◆ What to work on ◆
Those lines of the data that hold the word "navy" are to be copied out.

◆ Records for processing ◆
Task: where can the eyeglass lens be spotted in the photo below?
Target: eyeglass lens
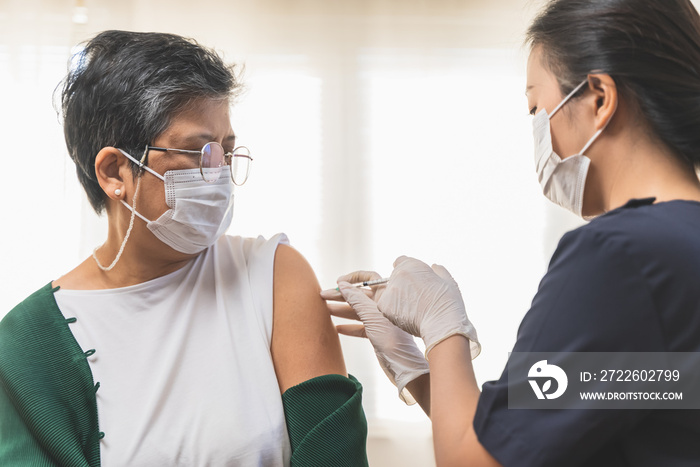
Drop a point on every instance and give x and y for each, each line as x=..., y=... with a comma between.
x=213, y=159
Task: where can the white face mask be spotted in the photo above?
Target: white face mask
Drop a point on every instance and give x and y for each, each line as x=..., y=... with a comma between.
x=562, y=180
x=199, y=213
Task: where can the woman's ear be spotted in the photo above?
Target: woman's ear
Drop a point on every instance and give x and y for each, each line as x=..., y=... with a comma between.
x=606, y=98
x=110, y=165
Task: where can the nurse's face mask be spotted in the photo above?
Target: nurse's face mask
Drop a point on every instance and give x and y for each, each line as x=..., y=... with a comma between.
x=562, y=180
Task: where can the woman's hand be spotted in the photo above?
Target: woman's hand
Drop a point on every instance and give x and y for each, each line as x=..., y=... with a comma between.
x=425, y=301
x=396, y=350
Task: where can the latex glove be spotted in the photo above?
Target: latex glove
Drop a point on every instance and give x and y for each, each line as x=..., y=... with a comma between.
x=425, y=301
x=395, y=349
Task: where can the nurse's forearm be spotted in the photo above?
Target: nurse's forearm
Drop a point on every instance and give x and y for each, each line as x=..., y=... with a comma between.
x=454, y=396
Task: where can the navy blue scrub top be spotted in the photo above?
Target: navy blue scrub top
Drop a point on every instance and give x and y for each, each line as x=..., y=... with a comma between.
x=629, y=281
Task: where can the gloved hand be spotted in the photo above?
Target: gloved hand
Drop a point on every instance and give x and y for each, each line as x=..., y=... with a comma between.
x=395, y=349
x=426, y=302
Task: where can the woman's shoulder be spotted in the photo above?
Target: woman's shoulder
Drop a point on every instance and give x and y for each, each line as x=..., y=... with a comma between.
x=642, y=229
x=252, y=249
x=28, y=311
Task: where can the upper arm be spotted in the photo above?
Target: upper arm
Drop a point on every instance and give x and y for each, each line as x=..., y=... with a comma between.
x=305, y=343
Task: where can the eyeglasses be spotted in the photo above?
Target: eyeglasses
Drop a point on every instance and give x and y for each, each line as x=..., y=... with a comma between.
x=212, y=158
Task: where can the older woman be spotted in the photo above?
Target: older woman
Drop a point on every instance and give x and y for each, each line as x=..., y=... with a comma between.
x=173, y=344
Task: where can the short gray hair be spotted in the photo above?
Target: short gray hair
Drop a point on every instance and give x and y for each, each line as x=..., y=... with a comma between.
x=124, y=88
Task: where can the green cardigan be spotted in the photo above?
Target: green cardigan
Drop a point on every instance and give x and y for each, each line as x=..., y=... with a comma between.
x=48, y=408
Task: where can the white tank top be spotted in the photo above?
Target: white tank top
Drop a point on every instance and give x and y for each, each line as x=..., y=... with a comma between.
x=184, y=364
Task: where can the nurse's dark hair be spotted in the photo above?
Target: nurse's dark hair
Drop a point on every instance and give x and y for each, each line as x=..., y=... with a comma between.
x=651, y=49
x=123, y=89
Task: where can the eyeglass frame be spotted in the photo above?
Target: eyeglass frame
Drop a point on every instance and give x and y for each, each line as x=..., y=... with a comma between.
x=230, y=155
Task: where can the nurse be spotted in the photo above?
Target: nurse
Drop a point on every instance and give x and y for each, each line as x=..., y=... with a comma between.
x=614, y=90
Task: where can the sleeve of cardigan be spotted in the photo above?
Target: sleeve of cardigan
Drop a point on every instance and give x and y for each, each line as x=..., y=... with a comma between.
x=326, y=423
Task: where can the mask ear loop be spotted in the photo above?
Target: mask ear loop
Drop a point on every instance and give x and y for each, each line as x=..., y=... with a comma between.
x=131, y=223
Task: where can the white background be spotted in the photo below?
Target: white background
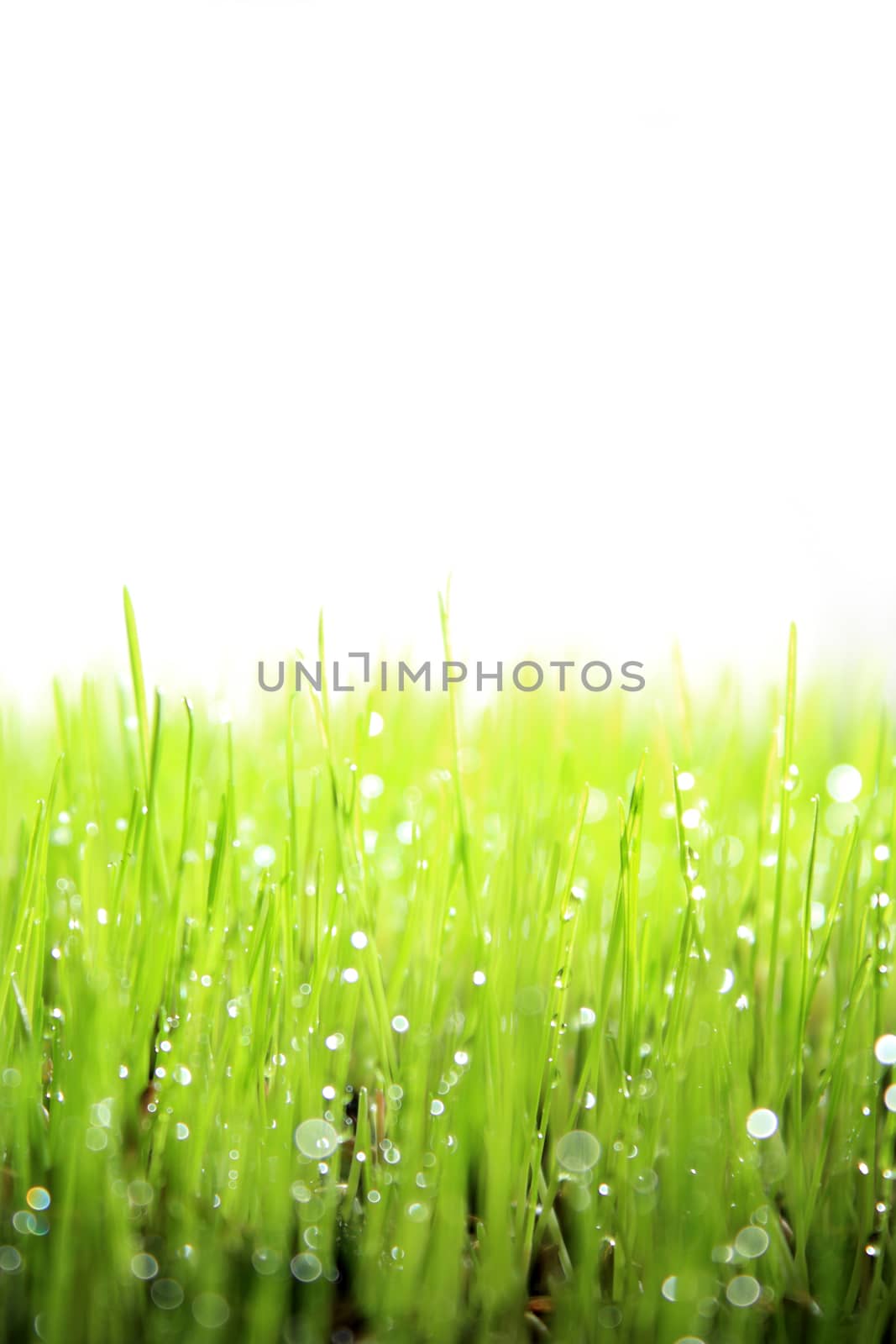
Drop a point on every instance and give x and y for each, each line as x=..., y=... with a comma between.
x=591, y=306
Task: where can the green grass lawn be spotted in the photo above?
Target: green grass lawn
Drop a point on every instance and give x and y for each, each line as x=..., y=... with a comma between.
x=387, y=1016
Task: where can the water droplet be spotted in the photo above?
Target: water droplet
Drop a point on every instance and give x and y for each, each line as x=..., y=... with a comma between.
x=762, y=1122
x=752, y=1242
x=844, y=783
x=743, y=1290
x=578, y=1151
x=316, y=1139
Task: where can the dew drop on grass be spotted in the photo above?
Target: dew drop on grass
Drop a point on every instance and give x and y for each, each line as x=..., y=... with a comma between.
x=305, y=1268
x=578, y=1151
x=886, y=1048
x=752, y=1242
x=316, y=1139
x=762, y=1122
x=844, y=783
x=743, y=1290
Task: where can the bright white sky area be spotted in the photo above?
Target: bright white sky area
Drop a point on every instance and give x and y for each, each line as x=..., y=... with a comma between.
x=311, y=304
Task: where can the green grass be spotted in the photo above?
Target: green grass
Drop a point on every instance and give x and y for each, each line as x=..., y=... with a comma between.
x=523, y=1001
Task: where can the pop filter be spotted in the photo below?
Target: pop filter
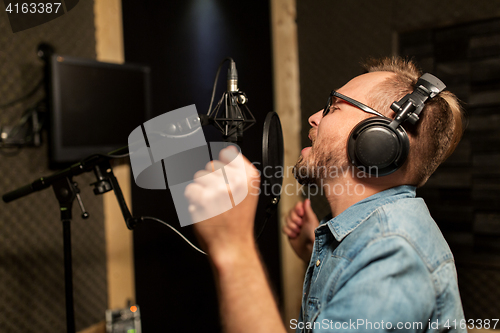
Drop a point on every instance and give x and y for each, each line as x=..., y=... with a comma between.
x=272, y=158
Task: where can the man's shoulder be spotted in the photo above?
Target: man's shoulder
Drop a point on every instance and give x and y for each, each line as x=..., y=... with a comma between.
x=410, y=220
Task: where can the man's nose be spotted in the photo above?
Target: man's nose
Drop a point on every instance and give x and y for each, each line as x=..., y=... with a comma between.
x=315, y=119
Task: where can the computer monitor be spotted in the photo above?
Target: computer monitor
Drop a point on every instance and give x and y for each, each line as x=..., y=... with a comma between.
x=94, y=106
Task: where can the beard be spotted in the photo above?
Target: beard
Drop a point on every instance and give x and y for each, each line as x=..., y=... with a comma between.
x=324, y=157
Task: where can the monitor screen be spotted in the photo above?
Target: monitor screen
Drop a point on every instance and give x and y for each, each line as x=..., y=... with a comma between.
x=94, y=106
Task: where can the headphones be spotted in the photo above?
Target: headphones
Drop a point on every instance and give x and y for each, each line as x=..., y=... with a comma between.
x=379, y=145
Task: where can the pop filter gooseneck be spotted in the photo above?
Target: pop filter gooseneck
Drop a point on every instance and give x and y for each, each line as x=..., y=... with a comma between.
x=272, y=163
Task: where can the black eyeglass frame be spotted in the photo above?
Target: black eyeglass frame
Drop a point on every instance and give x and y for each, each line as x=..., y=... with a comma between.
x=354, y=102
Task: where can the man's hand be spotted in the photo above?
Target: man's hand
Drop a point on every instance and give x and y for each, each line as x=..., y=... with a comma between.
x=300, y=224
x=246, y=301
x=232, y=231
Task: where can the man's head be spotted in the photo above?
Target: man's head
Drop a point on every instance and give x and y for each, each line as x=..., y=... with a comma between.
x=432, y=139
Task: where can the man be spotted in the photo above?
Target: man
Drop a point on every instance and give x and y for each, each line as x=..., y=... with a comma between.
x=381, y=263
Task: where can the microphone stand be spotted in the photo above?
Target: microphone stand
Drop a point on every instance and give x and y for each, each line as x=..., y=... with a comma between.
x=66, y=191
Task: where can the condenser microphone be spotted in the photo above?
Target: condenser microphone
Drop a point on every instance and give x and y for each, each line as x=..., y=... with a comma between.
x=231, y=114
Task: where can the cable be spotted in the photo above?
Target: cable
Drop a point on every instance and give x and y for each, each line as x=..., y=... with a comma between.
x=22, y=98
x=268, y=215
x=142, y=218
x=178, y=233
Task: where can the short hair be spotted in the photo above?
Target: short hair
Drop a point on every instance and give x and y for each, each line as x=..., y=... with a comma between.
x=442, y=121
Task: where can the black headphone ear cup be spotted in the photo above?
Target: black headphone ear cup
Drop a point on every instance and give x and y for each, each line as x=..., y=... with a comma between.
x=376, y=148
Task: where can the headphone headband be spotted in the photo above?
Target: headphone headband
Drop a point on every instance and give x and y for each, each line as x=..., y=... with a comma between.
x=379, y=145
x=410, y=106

◆ Exercise output ◆
Task: where can the navy blue scrub top be spotted in the photo above?
Target: navy blue scrub top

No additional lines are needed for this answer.